Exercise brief -
Could you recast every line of the rows below as a JSON list of strings, one string per line, with blank lines left out?

** Begin **

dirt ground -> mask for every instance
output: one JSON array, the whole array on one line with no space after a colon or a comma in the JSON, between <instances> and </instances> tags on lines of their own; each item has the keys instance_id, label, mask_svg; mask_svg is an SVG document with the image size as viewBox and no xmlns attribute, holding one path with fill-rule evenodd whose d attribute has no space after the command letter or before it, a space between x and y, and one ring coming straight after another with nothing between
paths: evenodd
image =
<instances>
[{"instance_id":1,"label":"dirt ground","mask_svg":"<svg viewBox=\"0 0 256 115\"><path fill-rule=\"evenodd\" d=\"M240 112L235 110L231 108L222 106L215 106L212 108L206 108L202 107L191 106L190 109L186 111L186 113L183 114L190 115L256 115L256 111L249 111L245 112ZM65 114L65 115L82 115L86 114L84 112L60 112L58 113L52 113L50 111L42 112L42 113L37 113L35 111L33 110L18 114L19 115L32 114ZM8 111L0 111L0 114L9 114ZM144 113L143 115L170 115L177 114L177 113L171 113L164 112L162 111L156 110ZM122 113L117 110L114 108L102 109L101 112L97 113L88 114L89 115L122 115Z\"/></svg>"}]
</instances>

** End **

Written answer -
[
  "dirt ground -> mask for every instance",
  "output: one JSON array, the whole array on one line with no space after a colon or a comma in the JSON, between <instances> and </instances> tags on lines of their own; each item has the keys instance_id, label, mask_svg; mask_svg is an SVG document with the image size as viewBox and no xmlns attribute, holding one path with fill-rule evenodd whose d attribute has no space after the command letter or before it, a space between x and y, and one ring coming straight after another with nothing between",
  "paths: evenodd",
  "image =",
  "<instances>",
  "[{\"instance_id\":1,\"label\":\"dirt ground\",\"mask_svg\":\"<svg viewBox=\\\"0 0 256 115\\\"><path fill-rule=\\\"evenodd\\\" d=\\\"M240 112L235 110L231 108L222 106L215 106L212 108L206 108L202 107L191 106L190 109L186 111L186 113L183 114L190 115L256 115L256 111L249 111L245 112ZM65 114L65 115L82 115L86 114L84 112L60 112L58 113L52 113L50 111L42 112L42 113L37 113L35 111L33 110L18 114L19 115L32 114ZM8 111L0 111L0 114L9 114ZM144 113L143 115L170 115L177 114L177 113L171 113L164 112L162 111L156 110ZM122 113L117 110L114 108L102 109L101 112L97 113L88 114L89 115L122 115Z\\\"/></svg>\"}]",
  "</instances>"
]